| Text block |
This latest Datica Industry Report was an exciting package to put together. As we have done in previous reports, we have curated some of the more insightful articles and commentary from publications around the web. Certainly, there’s a lot of privacy news out there. We think it’s timely as the Healthcare industry grapples with GDPR, new privacy legislation in California and, seemingly, more aggressive healthcare industry efforts by the technology titans of Microsoft and Amazon.
A fascinating section of the report includes two studies worth diving into:
- The Cloud Security Report by Cybersecurity Insiders and Crowd Research Partners. What’s noteworthy: The study is based on 400,000 security professionals on LinkedIn.
- Deloitte’s report, “Healthcare and Life Sciences Predictions 2020”. It’s thoughtful and smart.
My takeaway from all the recent privacy/security news in the healthcare space and the general business and consumer landscape is what I recently wrote in a forthcoming book we are authoring about compliance:
Complying with regulations on protecting patient data privacy sounds like it should be pretty cut and dried, right? The government sets rules and companies follow them, or else they are penalized. In fact, compliance is a bit more squishy than that, because it needs to evolve and respond to the ongoing changes in the market that are caused by digital transformation.
Healthcare is no different from any industry where technology is rapidly changing. You see this whenever a new technology comes along. Over time, everyone — humans, cultures, businesses, industries — have had a hard time understanding the legal, social, and ethical consequences of a brand new development. They find themselves asking, ‘Well, what do we do with this technology now that it’s a thing?’ You can already project into the future what happens when, say, we can finally splice genes the right way. People will be asking, what do we do now that we can change our eye color on the fly?
Compliance behaves like a lagging indicator. It’s just a part of regulation and regulation has tried to keep up with the pace of technology.

(Point localization data)

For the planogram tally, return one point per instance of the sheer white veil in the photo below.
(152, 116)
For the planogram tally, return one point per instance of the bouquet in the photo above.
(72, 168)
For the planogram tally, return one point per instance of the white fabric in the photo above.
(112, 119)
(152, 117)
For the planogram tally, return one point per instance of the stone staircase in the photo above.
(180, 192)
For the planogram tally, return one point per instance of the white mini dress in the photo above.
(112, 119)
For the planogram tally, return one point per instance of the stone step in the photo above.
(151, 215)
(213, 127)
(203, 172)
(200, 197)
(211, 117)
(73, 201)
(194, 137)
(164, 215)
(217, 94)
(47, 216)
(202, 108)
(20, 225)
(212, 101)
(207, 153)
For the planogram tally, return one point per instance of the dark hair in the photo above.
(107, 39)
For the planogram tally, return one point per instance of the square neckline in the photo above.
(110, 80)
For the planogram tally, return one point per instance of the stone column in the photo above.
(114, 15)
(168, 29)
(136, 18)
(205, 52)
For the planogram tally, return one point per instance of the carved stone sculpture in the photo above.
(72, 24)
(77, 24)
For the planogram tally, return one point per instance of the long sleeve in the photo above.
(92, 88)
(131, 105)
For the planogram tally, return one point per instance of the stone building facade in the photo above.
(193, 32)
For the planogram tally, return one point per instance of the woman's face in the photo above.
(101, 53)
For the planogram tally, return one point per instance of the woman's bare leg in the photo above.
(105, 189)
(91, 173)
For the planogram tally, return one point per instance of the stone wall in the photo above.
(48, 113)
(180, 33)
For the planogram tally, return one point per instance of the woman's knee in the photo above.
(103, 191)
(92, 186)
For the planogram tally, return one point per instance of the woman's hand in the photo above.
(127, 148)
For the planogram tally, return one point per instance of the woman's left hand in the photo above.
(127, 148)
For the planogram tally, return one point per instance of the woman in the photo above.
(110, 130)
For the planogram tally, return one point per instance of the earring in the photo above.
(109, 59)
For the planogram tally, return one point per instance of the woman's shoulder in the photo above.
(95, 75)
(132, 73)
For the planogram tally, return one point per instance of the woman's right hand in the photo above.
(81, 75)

| Problem |
Answer these questions about the introduction to the Datica Industry Report:
1. On how many security professionals is The Cloud Security Report based?
2. Which two technology titans are named for their healthcare industry efforts?
3. What does compliance behave like?

| Solved exercise |
1. 400,000 security professionals on LinkedIn.
2. Microsoft and Amazon.
3. A lagging indicator.